(Photo labels with boxes)
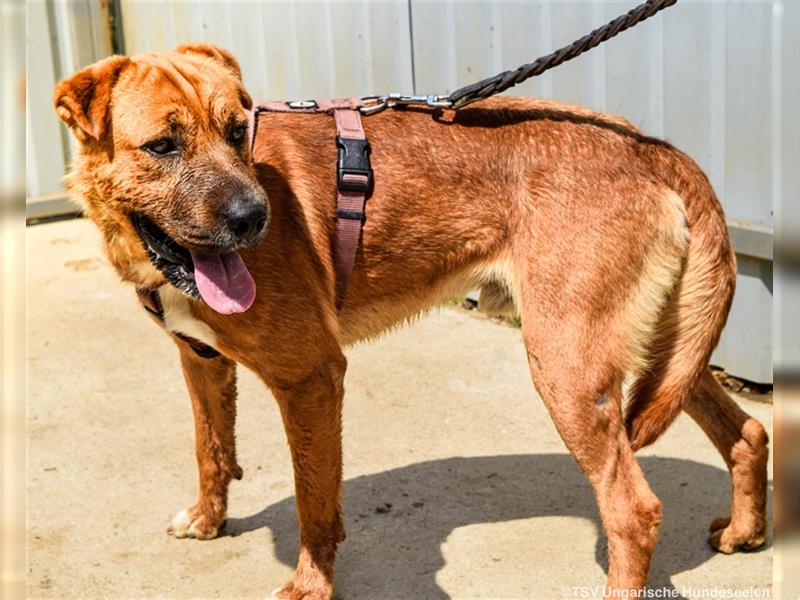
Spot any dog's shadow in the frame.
[223,454,764,599]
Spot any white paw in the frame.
[167,510,219,540]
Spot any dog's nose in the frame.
[223,200,267,243]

SET PROBLEM
Which lines contain the word "Spot" with its capitalization matching exactly? Copy each of those lines.

OUTPUT OF THE EXERCISE
Spot any dog's shadow in the frame.
Spot any white paw in the frame.
Spot any dog's nose in the frame.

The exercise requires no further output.